■ **TEXT SEGMENT**:
His restraint in discussing the court is true in general, and it’s especially true in his 2021 remarks to Congress and his 2022 State of the Union address: In the former, he did not mention the court once. In 2022, he devoted a paltry few sentences to thanking retiring Justice Stephen Breyer for his decades of service and to praising the qualifications of Judge Ketanji Brown Jackson, then a nominee. That was it.
Even a year ago, this restraint was a dubious choice. The court’s new conservative supermajority was already flexing its muscles. Months earlier, it permitted Texas to functionally ban abortion in the state through a cynical workaround designed to evade judicial review even while Roe v. Wade remained law. Yet the writing was on the wall: The court would overrule Roe. In June 2022 the court jettisoned the popular precedent in Dobbs v. Jackson Women’s Health Organization. In the same week, it also handed down decisions making it dramatically more difficult for our elected officials to regulate firearms and curtailed federal agencies’ ability to tackle pressing problems like climate change.
On Tuesday night President Biden has another opportunity to begin a deliberate, sustained process of reminding both the public and the justices that the court is part of the nation’s democratic fabric — and that neither the court’s decisions nor its members are beyond criticism.
The circumstances surrounding the assembly of the court’s conservative supermajority might have given the justices pause about proceeding so aggressively. Justices Neil Gorsuch, Brett Kavanaugh and Amy Coney Barrett were each selected by a president, Donald Trump, who lost the popular vote by nearly three million votes. There were serious questions regarding whether Mr. Trump should have been able to make two of those appointments at all, following the death of Justices Antonin Scalia (replaced by Justice Gorsuch) and Ruth Bader Ginsburg (replaced by Justice Barrett). Justice Kavanaugh was confirmed 50 to 48, with the 50 senators voting yes representing just 44 percent of Americans. None of these democratic deficits render these justices or their presence unlawful, but the background does illustrate the perverseness of this majority’s eager willingness to override majority preferences.
In the wake of the dramatic last term, led by the Dobbs decision, the public did seem to be paying attention. The court’s approval rating collapsed. A Gallup poll from September reflected that only 47 percent of Americans trusted the Supreme Court, an all-time low since Gallup began polling the court’s approval in 1972.
But as public demonstrations of outrage have given way to the mostly private experience of the denial of abortion care, there are signs that the court’s approval ratings are creeping back up. A Marquette Law School poll from late January saw the court’s approval numbers at 47 percent, up from 38 percent in that same poll in July 2022.

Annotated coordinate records

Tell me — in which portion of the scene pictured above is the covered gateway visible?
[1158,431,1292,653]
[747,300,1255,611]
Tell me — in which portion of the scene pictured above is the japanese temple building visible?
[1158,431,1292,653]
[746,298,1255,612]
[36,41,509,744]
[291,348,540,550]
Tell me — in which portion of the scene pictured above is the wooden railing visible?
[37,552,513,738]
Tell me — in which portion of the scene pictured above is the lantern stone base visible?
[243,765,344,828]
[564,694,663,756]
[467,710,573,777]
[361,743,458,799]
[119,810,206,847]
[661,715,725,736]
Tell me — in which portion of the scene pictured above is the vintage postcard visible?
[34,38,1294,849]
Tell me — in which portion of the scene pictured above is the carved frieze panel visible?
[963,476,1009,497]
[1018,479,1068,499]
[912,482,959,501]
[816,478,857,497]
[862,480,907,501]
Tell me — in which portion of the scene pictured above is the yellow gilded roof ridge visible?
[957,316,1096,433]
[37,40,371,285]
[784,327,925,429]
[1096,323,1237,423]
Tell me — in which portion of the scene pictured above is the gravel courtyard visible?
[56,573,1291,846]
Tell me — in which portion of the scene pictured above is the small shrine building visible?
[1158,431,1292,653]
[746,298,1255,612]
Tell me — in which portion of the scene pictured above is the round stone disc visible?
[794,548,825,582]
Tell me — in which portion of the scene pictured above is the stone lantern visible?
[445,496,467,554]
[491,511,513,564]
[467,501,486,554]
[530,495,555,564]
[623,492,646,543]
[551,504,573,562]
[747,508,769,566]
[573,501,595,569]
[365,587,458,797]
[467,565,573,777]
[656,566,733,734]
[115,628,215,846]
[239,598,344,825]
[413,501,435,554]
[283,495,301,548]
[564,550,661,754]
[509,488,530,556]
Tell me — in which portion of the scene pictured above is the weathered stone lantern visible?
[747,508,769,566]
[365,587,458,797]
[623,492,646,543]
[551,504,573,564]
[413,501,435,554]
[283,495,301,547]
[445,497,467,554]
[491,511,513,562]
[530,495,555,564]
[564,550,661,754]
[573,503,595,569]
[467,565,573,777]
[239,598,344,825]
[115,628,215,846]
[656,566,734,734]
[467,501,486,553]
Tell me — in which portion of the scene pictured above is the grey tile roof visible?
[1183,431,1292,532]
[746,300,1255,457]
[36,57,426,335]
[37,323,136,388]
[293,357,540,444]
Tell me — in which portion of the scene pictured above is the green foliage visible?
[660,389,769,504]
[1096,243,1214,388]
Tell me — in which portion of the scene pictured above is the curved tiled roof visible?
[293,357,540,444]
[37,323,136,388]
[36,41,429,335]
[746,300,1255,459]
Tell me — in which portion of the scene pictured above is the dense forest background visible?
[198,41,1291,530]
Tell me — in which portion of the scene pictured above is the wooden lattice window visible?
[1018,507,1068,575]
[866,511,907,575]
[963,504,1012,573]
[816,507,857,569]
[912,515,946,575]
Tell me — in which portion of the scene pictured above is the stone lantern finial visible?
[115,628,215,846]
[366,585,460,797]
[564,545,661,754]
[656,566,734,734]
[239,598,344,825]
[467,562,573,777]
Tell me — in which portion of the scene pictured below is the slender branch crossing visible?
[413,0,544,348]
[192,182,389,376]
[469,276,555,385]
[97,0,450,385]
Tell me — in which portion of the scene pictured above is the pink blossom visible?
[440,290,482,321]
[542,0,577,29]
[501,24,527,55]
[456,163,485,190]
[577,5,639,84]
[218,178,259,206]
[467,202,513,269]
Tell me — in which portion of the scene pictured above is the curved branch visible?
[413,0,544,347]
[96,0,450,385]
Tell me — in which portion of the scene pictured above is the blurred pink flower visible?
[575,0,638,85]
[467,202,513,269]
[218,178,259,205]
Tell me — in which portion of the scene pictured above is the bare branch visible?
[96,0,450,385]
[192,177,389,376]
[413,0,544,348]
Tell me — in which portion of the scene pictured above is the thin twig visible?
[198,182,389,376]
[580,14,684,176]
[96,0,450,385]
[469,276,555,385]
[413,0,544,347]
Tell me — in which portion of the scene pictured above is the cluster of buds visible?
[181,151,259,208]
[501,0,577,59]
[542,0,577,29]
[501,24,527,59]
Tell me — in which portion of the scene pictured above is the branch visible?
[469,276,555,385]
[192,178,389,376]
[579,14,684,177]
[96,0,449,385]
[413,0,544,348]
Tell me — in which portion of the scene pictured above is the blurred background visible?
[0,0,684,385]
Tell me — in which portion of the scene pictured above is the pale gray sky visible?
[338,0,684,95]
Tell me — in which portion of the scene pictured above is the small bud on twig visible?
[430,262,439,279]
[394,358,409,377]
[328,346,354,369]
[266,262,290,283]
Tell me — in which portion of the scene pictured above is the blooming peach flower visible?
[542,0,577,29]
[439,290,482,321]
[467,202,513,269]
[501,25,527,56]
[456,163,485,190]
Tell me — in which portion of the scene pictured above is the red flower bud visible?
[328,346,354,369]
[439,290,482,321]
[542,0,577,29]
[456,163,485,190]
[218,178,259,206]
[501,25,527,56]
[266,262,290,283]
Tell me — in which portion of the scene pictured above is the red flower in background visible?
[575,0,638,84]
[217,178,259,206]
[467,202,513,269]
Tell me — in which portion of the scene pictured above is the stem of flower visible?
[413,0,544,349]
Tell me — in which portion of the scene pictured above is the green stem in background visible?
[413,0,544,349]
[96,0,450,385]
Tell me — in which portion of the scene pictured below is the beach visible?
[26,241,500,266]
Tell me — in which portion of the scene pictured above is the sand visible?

■ **WHAT THIS TASK INVOLVES**: Please continue the essay on President Biden and the Supreme Court, picking up after its final sentence.

■ **EXERCISE OUTPUT**:
So it’s critical that Mr. Biden makes sure Americans know what the court has done — and what it may yet do. Many items on Mr. Biden’s policy agenda are vulnerable to the court’s anti-democratic override. The court has already agreed to hear the challenge to Mr. Biden’s student loan forgiveness plan; there’s a very real chance that five or six justices will invalidate it.
Most meaningful gun regulation will be exceedingly difficult to defend under the Supreme Court’s newly minted test. Virtually every major executive branch agency initiative could fall under the court’s invented “major questions doctrine,” which purports to hold that “major questions” are for Congress, but really means to reserve such questions for the court.
In its current term, the court is likely to deal yet another blow to the already hobbled Voting Rights Act and seems all but certain to end affirmative action in higher education, which could have devastating consequences for the prospects of a genuinely multiracial democracy. It could be on the verge of endorsing some version of the unhinged “independent state legislature theory,” which would greenlight more extreme gerrymanders and potentially inject additional instability and uncertainty into both congressional and presidential elections (though the North Carolina Supreme Court, in deciding last week to rehear the underlying case, could render the U.S. Supreme Court’s case moot). The court may also strike down the Indian Child Welfare Act, a law that for nearly 50 years has been critical to preserving Native families and tribal sovereignty. It may also further limit executive agency authority.
There are many ideas focused on curtailing such an activist Supreme Court. Expand the court? Introduce term limits? Limit the court’s ability to decide certain types of cases? Renegotiate the terms of the longstanding settlement that the Supreme Court gets the last word on legal and constitutional questions, and that all other actors are bound by its answers?
Mr. Biden doesn’t need to take a position on any of those debates in this address. But what he can do in talking about the court Tuesday night — and in his presidency more broadly — is to emphasize that the relationship between the Supreme Court and public opinion is dialectical, and at different moments the court and public opinion have acted upon one another in different ways.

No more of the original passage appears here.